=== WORK INSTRUCTION ===
Range to output from the entries below: the line containing "Where can the green grass" through the line containing "Where can the milkweed flower". Set it down exactly, ends included, nothing else.

=== DATA SECTION ===
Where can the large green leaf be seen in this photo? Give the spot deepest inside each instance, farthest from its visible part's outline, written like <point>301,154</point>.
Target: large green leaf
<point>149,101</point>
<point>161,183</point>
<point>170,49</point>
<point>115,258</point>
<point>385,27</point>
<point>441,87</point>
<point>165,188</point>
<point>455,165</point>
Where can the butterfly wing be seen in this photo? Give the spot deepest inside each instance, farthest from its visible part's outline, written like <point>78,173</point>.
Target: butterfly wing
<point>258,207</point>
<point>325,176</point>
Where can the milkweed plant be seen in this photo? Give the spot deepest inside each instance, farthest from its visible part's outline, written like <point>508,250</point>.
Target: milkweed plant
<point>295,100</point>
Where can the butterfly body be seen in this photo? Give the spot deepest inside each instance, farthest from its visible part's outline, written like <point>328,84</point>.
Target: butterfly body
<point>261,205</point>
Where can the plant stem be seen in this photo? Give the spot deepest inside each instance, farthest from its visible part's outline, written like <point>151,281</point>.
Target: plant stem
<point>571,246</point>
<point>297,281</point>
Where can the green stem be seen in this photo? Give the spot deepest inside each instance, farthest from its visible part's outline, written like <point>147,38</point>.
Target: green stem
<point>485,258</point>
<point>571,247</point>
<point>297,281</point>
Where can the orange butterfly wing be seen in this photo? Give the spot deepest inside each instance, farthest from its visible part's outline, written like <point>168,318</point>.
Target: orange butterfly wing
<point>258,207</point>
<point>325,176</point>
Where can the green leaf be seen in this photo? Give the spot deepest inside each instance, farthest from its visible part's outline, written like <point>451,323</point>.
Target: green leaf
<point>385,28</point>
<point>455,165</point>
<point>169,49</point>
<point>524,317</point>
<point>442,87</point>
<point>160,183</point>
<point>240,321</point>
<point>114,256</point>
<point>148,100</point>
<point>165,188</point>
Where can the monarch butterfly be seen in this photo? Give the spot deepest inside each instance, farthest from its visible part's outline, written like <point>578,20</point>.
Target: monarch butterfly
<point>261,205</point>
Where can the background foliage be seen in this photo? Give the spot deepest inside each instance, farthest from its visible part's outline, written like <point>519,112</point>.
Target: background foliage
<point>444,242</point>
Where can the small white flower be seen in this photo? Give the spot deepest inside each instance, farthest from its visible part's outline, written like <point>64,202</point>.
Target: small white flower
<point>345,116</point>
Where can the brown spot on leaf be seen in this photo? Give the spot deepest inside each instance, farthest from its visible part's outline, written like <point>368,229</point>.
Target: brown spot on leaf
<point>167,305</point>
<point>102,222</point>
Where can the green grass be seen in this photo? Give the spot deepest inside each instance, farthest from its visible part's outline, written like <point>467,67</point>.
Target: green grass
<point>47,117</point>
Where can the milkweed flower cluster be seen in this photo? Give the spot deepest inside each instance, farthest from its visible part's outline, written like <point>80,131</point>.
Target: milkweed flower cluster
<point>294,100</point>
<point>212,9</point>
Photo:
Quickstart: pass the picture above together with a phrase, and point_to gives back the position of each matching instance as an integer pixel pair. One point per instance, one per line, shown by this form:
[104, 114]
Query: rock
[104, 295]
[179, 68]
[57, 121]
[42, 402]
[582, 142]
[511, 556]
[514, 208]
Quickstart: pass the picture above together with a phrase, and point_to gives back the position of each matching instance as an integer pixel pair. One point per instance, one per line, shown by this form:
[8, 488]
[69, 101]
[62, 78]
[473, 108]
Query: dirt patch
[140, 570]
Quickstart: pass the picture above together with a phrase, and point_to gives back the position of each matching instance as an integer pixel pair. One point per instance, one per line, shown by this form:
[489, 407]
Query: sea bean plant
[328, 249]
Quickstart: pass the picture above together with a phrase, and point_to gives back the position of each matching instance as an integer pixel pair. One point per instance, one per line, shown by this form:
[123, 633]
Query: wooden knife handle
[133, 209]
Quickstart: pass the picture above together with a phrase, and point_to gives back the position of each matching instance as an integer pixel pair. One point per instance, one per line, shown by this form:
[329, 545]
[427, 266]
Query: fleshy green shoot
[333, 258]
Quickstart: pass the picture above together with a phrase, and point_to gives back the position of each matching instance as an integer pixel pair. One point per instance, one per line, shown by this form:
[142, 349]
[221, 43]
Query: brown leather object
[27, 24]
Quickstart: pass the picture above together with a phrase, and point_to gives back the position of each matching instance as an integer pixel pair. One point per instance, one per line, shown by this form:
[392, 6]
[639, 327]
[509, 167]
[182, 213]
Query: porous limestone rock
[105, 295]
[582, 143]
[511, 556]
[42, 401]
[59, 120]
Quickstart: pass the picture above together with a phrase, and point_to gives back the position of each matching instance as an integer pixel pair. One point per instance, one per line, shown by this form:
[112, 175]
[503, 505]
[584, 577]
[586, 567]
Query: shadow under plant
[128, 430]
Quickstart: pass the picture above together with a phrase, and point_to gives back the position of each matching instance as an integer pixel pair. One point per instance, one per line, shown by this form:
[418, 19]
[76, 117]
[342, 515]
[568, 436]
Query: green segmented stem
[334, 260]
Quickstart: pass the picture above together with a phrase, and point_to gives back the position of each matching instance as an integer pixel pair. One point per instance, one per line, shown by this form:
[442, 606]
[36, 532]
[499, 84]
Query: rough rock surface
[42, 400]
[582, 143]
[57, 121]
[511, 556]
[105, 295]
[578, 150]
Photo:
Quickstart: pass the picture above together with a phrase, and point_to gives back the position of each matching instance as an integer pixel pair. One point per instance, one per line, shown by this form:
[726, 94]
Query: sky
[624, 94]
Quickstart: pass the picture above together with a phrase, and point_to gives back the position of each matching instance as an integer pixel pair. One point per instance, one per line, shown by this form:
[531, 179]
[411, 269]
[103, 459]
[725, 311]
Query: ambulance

=== COMPLETED EXERCISE ===
Where can the green grass be seen in this photo? Give the spot deepest inside each instance, farthest from its visible part's outline, written like <point>467,67</point>.
Target: green grass
<point>47,117</point>
Where can the milkweed flower cluster be seen in this photo? Give the spot deepest inside each instance, farthest from its visible part's outline, written like <point>80,131</point>.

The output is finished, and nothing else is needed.